I rapporti tra Pakistan e India continuano a deteriorarsi e potrebbero sfociare in una nuova guerra su vasta scala tra due stati in possesso di armi nucleari.
Il motivo degli scontri è stato un attacco terroristico avvenuto il 22 aprile giorno prima nel territorio conteso del Jammu e Kashmir (Nella foto la cartina geografica) quando 25 indiani e un nepalese sono stati uccisi in seguito al bombardamento di su un gruppo di turisti. Le autorità indiane hanno immediatamente accusato il Pakistan di sostenere gruppi terroristici transfrontalieri.
Mercoledì scorso, durante una riunione del Comitato di gabinetto per la sicurezza (CCS) presieduta dal primo ministro Narendra Modi e alla quale ha partecipato il ministro degli Interni Amit Shah, l’India ha deciso di sospendere il trattato sulle acque dell’Indo.
L’India ha anche chiuso l’Attari Integrated Check Post, mentre diversi membri del personale dell’Alto Commissariato del Pakistan sono stati dichiarati persone non gradite e hanno avuto una settimana di tempo per lasciare il Paese.
Tutti i visti rilasciati nell’ambito del Visa Exemption Scheme (SVES) sono stati annullati per cittadini pakistani sono state concesse 48 ore di tempo per lasciare l’India.
In risposta, il Pakistan si è rifiutato di sospendere il Trattato sulle acque dell’Indo e ha avvertito che qualsiasi tentativo di bloccare o deviare i flussi d’acqua spettanti al Pakistan ai sensi del trattato, sarebbe stato considerato un “atto di guerra”.
Inoltre, il Comitato per la sicurezza nazionale del Pakistan ha annunciato che il paese avrebbe sospeso tutti gli scambi commerciali con l’India e chiuso il suo spazio aereo alle compagnie aeree.

[Voci prese da una raccolta]
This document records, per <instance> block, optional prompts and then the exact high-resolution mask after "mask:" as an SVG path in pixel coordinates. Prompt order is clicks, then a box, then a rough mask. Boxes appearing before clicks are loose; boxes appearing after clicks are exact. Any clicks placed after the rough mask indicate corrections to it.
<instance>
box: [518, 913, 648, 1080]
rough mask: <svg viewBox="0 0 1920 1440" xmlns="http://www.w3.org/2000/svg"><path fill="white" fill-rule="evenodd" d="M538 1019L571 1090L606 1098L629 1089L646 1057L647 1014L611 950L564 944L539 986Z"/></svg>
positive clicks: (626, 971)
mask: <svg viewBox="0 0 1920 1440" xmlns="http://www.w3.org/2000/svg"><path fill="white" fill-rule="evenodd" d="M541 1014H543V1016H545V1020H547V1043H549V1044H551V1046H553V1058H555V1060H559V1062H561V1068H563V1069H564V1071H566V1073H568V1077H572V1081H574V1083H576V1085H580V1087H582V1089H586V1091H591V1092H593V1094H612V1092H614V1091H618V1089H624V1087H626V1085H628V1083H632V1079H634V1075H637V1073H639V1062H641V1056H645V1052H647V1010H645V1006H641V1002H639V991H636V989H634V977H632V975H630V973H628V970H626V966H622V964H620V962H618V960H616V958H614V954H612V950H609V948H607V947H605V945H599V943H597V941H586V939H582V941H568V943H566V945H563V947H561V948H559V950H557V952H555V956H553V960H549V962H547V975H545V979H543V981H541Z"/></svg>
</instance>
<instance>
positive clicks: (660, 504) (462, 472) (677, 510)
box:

● Cosa fare
1: Secondo il testo sui rapporti tra India e Pakistan, che cosa ha provocato gli scontri tra i due paesi? Rispondi con una o due frasi.
2: Riprendi il testo sui rapporti tra India e Pakistan e scrivi il seguito dal punto in cui si ferma.
Il materiale arriva da un'altra fonte.

● Soluzioni
1: Gli scontri sono nati da un attacco terroristico nel territorio conteso del Jammu e Kashmir. In quell'attacco contro un gruppo di turisti sono stati uccisi 25 indiani e un nepalese.

2:
Ieri un nuovo incidente, questa volta con un conflitto a fuoco tra i militari di due Paesi. Sebbene scontri di questo tipo in questa regione accadano, se non spesso, almeno regolarmente, ora si nota una seria escalation.
Le truppe pakistane hanno aperto oggi il fuoco su diversi punti lungo la Linea di controllo (LoC) nel Jammu e Kashmir, in un apparente tentativo di violare l’accordo di cessate il fuoco, lo riferisce il quotidiano indiano Hindustan Times, citando fonti informate. In risposta, le guardie di frontiera indiane hanno reagito al fuoco anche se non si hanno notizie di vittime a seguito dello scontro.
Il punto è che l’incidente al confine ufficialmente non segnalato si è verificato poche ore prima che il capo di stato maggiore dell’esercito indiano, il generale Upendra Dwivedi, si recasse a Srinagar (la capitale del Jammu e Kashmir) e a Udhampur che ospita il quartier generale settentrionale dell’esercito indiano e la base delle forze di supporto dell’aeronautica militare.
“In alcuni punti lungo la linea di controllo sono stati segnalati episodi di spari con armi leggere iniziati dal Pakistan. Il bombardamento ha incontrato una risposta efficace” riferisce una fonte anonima.
Nel corso della visita, il capo militare indiano discuterà della situazione con i comandanti superiori dell’esercito di stanza nella valle del Kashmir e con altri responsabili della sicurezza. Si prevede che il capo dell’esercito indiano valuti la situazione attuale in materia di sicurezza e analizzi le recenti violazioni del cessate il fuoco da parte dell’esercito pakistano lungo la linea di controllo.
A sua volta, il ministro della Difesa pakistano Khawaja Asif ha dichiarato a SkyNews che il mondo dovrebbe preoccuparsi dell’escalation del confronto tra le due potenze nucleari e avvertito che se la situazione dovesse evolversi negativamente, il conflitto potrebbe sfociare in una guerra su vasta scala.